● **Directives**
1. According to the blog post on the evaluation search, on what date did the search begin?
2. Please repeat word for word everything in the blog post on the evaluation search from "As explained in" down to "quality and effectiveness.".
3. Name every search method in the three-pronged strategy described in the blog post on the evaluation search.

● **Quoted passage**
■ ■ ■ ■

Saturday 30 November 2013

Our search for evaluations

As explained in our October 2013 post “What evaluations do we review?” we have looked for evaluation reports in English that meet certain criteria. Our search started on 23 September 2013. We used a three-pronged strategy: (1) web-based search (“web search”), (2) communication with contacts in the fields of VAWG and evaluation, and snowballing via these contacts (“snowballing”) and (3) specialised web-based networks (“DFID and helpdesk”). In addition to evaluation reports, we identified meta-evaluations and specialised publications on “best practices” to end VAWG, as well as literature on evaluation quality and effectiveness.

For the web search, we used combinations of the terms “evaluation”, “review”, “assessment”, “best practice” and 38 terms closely related to violence against women and girls and work to end VAWG, such as “violence against women”, “gender-based violence”, “forced sexual initiation”, “forced marriage”, “human trafficking”, “masculinities”. The web search yielded many duplicates and triplicates, i.e. it reached a high degree of saturation which could be expected in view of the overlaps between these terms.

However, focussing on the web search would have yielded incomplete results. As shown in the figure below, 84 per cent of the evaluation reports that we identified came from a single source, i.e. either from web-search, direct communication with our networks or snowballing.

This confirms that it was a good idea to combine three search methods. We have been particularly impressed by the effects of our snowballing action. It was initiated through two channels – (i) direct contact to evaluation and VAWG specialists known by DFID and the Review team, and (ii) publication of our call for evaluation reports on the following list servers and social web sites: Platform for Evidence-Based Learning list server (PELICAN), professional groups on LinkedIn (AEA, Evaluations and Development), Michaela’s Facebook and Twitter accounts, and our blogs and, after registration of the new domain,

Sending out e-mails yielded an excellent response. Examining the messages received within three weeks from our call, we counted some 175 persons who had received the call by e-mail (as direct addressees or in copy). The actual number is probably higher, as we cannot assume that we have been copied into all e-mail correspondence. The interest raised by social web posts was considerable: (Michaela’s blog) registered a peak of 270 page views on the day our call for evaluation proposals was posted on the above-mentioned platforms (as compared to about 40-120/day in “normal” times).

Soon we will describe what kinds of evaluations we have found. Our draft Scoping Report is with the Review Reference Group; when we'll have the final version we'll provide a link to it on this blog.

■ ■ ■ ■

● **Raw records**
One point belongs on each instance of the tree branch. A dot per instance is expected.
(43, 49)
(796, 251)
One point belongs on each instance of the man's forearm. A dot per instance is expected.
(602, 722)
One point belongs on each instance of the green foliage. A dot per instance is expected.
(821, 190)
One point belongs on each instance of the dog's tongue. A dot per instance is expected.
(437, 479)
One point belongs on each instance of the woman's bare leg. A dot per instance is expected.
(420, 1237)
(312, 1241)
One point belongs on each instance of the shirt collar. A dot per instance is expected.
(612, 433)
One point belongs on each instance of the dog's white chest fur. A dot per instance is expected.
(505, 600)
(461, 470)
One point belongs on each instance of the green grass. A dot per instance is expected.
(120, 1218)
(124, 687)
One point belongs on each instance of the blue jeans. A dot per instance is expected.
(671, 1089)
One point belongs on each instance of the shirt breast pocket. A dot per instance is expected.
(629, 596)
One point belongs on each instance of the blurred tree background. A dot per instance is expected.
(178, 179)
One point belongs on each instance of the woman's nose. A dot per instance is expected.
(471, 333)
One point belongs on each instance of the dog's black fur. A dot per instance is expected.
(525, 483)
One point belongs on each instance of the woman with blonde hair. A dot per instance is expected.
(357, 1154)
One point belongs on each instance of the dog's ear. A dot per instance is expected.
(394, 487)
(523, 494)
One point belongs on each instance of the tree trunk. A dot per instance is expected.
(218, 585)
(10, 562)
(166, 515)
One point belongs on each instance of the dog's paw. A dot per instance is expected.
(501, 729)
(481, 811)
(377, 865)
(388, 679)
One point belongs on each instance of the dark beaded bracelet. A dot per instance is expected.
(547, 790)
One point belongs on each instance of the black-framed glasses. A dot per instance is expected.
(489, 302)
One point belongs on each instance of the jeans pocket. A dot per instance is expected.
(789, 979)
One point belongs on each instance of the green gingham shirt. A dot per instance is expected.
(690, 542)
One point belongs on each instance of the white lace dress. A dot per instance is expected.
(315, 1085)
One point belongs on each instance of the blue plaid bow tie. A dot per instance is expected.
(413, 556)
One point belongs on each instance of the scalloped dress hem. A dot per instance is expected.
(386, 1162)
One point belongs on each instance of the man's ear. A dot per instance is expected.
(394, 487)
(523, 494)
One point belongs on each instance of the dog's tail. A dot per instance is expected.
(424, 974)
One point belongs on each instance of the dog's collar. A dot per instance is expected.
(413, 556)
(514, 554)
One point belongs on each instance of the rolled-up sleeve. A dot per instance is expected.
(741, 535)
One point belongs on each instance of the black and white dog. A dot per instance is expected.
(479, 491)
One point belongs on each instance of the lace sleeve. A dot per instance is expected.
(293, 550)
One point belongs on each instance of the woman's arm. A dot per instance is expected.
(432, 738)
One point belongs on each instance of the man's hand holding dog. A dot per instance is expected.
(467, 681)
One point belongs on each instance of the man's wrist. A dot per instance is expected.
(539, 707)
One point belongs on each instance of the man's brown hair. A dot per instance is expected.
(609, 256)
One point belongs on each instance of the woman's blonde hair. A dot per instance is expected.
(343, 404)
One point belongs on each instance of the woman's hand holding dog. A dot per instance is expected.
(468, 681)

■ ■ ■ ■

● **Per-task answers**
1. 23 September 2013

2.
As explained in our October 2013 post “What evaluations do we review?” we have looked for evaluation reports in English that meet certain criteria. Our search started on 23 September 2013. We used a three-pronged strategy: (1) web-based search (“web search”), (2) communication with contacts in the fields of VAWG and evaluation, and snowballing via these contacts (“snowballing”) and (3) specialised web-based networks (“DFID and helpdesk”). In addition to evaluation reports, we identified meta-evaluations and specialised publications on “best practices” to end VAWG, as well as literature on evaluation quality and effectiveness.

3.
1. Web-based search ("web search")
2. Communication with contacts in the fields of VAWG and evaluation, and snowballing via these contacts ("snowballing")
3. Specialised web-based networks ("DFID and helpdesk")